■ **WHAT THE TASK ASKS**:
Lines containing the word "below": say how many there are in the listing, with only the number as the answer.

■ **SUPPLIED ENTRIES**:
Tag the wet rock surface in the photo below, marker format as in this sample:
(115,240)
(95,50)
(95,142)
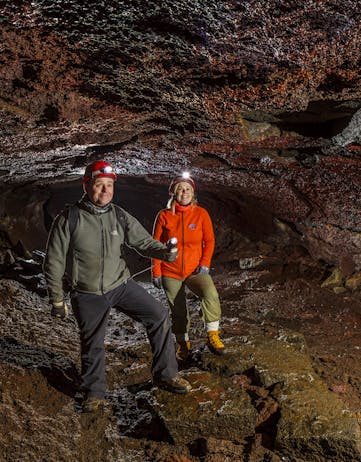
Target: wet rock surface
(261,102)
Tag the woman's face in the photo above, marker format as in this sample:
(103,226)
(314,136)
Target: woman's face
(184,193)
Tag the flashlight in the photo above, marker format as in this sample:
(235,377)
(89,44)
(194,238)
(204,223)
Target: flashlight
(172,242)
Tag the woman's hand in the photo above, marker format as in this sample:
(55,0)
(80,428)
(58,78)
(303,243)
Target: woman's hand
(202,270)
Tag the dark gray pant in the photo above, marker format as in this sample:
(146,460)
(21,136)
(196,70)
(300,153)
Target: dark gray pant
(91,312)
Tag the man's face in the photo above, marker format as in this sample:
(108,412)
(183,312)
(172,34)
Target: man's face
(100,191)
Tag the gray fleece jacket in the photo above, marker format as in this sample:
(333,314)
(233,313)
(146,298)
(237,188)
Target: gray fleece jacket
(92,258)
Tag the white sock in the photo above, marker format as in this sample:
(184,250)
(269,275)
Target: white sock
(212,326)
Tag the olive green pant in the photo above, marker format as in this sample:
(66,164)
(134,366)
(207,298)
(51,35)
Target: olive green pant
(201,285)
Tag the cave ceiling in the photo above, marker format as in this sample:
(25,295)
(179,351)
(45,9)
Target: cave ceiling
(259,100)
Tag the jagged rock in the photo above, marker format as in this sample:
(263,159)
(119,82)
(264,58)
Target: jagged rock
(339,290)
(312,424)
(353,282)
(334,280)
(259,262)
(211,409)
(9,258)
(21,250)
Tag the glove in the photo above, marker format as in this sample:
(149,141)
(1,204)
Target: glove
(60,310)
(202,270)
(157,282)
(171,254)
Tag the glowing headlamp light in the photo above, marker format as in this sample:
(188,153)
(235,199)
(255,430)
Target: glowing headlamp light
(105,170)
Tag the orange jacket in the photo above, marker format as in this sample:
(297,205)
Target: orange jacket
(192,226)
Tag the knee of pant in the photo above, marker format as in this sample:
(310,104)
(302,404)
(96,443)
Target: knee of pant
(160,317)
(211,295)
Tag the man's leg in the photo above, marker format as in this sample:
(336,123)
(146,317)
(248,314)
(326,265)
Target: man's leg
(175,293)
(91,313)
(138,304)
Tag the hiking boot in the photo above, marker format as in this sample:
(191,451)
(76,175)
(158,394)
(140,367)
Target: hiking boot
(183,350)
(92,404)
(174,385)
(214,343)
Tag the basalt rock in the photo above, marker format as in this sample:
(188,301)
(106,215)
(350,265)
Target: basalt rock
(265,386)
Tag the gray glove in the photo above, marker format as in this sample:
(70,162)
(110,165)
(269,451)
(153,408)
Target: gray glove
(171,254)
(60,310)
(157,282)
(202,270)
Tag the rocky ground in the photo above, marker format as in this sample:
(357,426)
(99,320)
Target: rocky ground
(287,338)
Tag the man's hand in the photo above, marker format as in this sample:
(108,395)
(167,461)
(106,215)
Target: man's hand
(171,254)
(202,270)
(60,310)
(157,282)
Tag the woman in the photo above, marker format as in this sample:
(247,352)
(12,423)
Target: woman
(192,227)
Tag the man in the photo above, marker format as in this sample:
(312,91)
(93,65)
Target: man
(92,259)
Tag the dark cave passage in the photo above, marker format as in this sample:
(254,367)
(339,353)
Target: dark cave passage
(238,220)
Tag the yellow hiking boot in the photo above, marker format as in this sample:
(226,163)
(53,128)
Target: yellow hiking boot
(214,343)
(183,350)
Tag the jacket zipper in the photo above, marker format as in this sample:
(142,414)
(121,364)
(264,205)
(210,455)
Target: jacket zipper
(102,257)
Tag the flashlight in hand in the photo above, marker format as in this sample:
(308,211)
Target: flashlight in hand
(172,251)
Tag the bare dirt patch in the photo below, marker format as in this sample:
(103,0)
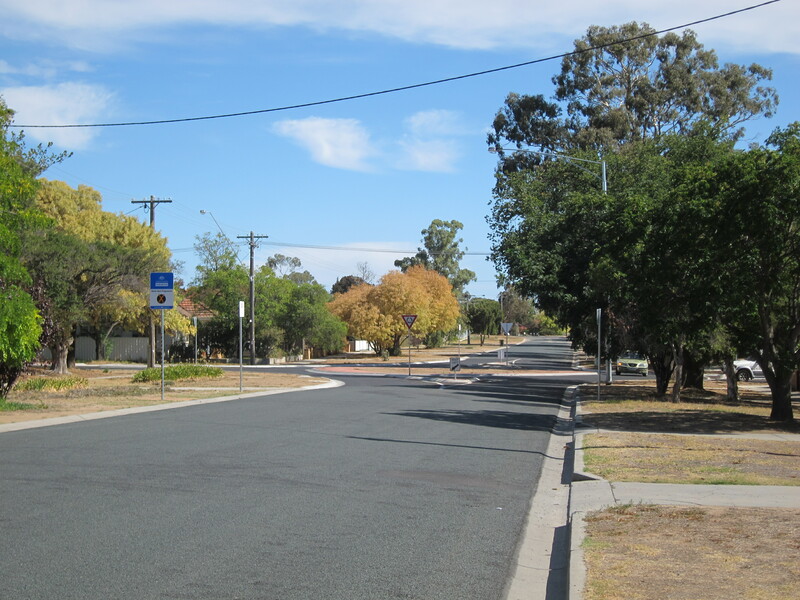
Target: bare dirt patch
(671,553)
(655,458)
(631,407)
(113,389)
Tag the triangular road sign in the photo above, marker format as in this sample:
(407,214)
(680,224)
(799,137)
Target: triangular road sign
(409,320)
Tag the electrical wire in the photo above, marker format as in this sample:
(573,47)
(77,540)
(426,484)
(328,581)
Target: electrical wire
(401,88)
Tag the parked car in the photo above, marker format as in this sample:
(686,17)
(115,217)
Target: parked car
(747,369)
(631,362)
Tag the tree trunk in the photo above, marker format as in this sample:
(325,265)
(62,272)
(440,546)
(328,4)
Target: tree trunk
(102,342)
(730,377)
(693,372)
(780,384)
(151,356)
(662,368)
(60,351)
(678,373)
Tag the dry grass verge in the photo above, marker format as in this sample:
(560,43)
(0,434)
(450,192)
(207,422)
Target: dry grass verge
(654,458)
(632,407)
(670,553)
(112,389)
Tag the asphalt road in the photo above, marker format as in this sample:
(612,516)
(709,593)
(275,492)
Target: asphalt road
(384,488)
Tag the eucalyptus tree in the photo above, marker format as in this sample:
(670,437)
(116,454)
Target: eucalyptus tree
(20,321)
(441,253)
(625,97)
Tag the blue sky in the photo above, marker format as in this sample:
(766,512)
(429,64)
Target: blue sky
(348,179)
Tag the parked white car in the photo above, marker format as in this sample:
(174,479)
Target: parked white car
(631,362)
(747,369)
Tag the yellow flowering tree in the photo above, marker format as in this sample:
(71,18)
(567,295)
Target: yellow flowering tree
(374,313)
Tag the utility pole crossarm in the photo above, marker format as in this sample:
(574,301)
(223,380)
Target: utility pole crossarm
(152,202)
(253,245)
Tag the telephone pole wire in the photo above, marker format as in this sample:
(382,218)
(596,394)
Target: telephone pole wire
(252,243)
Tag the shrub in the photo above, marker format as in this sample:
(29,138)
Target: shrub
(177,372)
(51,384)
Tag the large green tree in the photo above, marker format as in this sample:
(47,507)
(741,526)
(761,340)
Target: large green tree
(611,91)
(483,317)
(558,238)
(757,195)
(441,253)
(20,322)
(117,250)
(72,278)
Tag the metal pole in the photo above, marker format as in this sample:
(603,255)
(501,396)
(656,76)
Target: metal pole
(162,355)
(252,299)
(241,316)
(409,353)
(599,376)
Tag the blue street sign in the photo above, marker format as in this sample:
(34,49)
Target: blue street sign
(161,281)
(162,295)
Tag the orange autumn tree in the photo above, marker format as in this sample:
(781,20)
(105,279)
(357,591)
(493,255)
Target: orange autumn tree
(373,313)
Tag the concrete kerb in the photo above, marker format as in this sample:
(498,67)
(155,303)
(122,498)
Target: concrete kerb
(541,568)
(589,493)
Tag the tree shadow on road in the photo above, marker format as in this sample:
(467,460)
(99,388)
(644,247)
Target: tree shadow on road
(486,418)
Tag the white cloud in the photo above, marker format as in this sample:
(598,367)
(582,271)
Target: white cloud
(455,23)
(433,155)
(435,122)
(60,104)
(430,144)
(337,143)
(329,264)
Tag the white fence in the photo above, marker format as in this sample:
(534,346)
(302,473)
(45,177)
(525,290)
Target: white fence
(125,349)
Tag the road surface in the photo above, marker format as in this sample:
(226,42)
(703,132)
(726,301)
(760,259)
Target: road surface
(383,488)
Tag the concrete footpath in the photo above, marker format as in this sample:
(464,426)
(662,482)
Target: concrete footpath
(590,493)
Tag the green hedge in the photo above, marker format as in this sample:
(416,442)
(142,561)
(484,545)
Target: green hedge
(55,384)
(177,372)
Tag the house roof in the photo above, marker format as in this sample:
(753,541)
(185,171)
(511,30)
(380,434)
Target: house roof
(190,308)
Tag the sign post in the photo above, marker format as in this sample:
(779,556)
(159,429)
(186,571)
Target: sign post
(506,329)
(241,316)
(162,297)
(599,330)
(409,321)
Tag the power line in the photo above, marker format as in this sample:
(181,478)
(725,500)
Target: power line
(405,87)
(341,248)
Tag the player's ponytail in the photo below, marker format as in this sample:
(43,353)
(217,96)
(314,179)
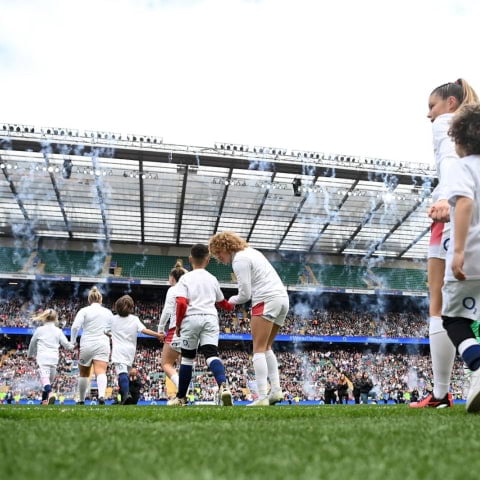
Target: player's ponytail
(48,315)
(94,296)
(177,271)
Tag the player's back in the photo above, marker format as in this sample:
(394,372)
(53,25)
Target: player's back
(95,320)
(202,291)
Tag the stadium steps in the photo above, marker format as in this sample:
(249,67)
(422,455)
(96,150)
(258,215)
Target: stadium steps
(13,259)
(71,262)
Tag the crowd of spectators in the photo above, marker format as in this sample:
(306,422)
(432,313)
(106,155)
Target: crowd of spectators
(304,373)
(326,322)
(304,368)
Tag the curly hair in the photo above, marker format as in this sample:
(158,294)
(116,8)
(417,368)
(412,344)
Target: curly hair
(94,296)
(460,89)
(177,271)
(226,241)
(124,306)
(48,315)
(465,129)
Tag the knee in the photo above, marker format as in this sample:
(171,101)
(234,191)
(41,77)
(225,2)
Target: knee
(209,351)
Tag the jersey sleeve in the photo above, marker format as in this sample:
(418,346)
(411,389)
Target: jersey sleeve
(243,273)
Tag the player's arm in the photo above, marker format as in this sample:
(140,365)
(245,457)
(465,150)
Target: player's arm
(65,343)
(225,305)
(32,346)
(463,217)
(166,312)
(160,336)
(243,273)
(181,310)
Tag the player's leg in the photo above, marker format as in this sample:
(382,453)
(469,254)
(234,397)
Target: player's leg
(83,380)
(100,369)
(442,350)
(44,373)
(461,309)
(209,347)
(168,359)
(277,310)
(261,333)
(123,382)
(189,342)
(52,375)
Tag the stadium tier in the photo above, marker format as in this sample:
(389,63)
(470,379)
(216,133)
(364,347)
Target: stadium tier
(158,267)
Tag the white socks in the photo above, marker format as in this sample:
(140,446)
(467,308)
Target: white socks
(442,352)
(273,374)
(83,383)
(102,384)
(174,379)
(261,373)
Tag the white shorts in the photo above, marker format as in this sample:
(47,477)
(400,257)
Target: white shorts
(176,343)
(121,368)
(439,240)
(461,299)
(94,351)
(198,330)
(274,310)
(47,374)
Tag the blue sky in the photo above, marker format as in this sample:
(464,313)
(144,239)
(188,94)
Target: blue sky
(337,77)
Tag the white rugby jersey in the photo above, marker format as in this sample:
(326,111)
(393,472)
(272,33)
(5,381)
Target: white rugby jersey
(465,183)
(124,338)
(169,311)
(257,279)
(45,343)
(95,320)
(445,154)
(202,291)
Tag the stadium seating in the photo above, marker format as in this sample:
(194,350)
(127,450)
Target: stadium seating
(13,259)
(141,266)
(71,262)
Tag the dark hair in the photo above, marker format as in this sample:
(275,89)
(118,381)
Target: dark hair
(124,306)
(459,89)
(465,129)
(199,252)
(177,271)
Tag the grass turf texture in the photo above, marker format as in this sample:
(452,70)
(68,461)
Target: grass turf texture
(206,442)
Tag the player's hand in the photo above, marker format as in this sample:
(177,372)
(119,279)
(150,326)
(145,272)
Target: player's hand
(439,211)
(457,266)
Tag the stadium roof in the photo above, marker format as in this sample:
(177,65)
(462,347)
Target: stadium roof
(63,183)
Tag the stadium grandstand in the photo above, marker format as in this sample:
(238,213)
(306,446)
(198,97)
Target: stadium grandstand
(347,235)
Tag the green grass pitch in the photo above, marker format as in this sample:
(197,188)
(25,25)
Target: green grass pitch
(209,442)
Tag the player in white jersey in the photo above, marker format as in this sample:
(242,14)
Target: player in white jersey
(171,347)
(44,346)
(95,322)
(461,291)
(259,282)
(443,102)
(198,293)
(124,331)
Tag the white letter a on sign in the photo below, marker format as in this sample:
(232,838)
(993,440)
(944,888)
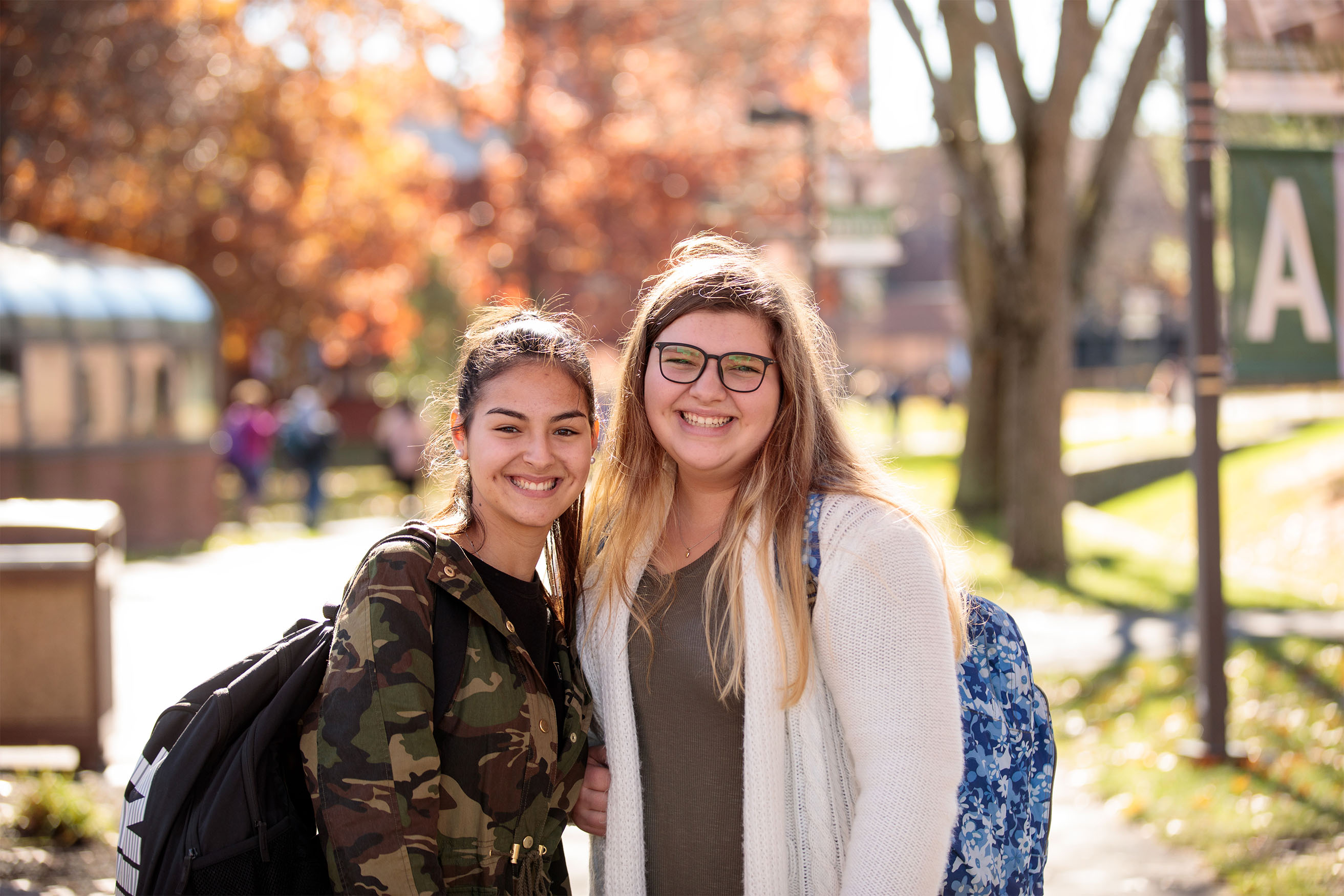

■ **ANSWER TO THIS PROBLEM**:
4